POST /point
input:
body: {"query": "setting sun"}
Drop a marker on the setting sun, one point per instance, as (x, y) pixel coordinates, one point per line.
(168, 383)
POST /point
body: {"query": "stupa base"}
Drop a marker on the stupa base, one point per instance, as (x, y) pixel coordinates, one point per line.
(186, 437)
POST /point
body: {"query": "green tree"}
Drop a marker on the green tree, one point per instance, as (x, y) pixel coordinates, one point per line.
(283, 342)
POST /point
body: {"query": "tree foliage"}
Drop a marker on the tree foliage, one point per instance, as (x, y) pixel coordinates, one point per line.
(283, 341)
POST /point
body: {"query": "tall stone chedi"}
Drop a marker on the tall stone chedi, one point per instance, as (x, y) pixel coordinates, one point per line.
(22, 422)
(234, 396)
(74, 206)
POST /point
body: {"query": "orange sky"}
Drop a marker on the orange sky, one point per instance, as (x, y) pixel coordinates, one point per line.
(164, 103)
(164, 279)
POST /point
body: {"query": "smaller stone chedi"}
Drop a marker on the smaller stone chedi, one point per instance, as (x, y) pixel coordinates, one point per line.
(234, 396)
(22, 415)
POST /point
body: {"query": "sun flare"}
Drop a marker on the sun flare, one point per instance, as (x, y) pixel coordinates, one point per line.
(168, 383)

...

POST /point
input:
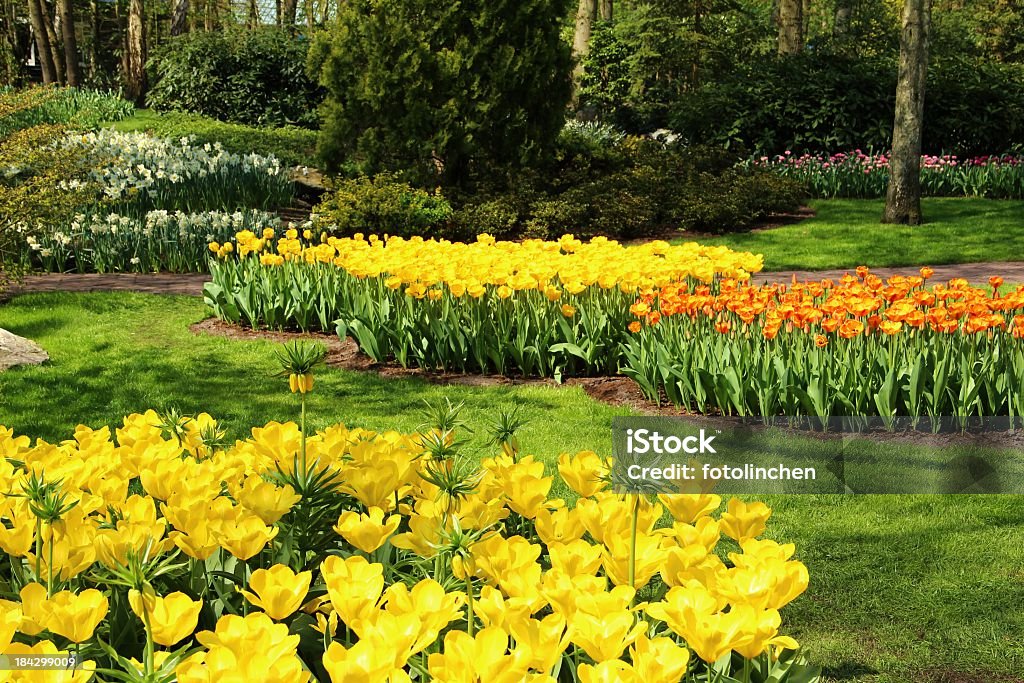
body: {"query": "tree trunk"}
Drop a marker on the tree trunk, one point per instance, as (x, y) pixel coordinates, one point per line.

§ **Task directions**: Copy out each line from the listing that contains the string "trunk".

§ **Exercise answer**:
body: {"query": "tree trunk"}
Drop a marker on the tree trunk, one point per instance, as (x, y) pixel coordinates, one point per line.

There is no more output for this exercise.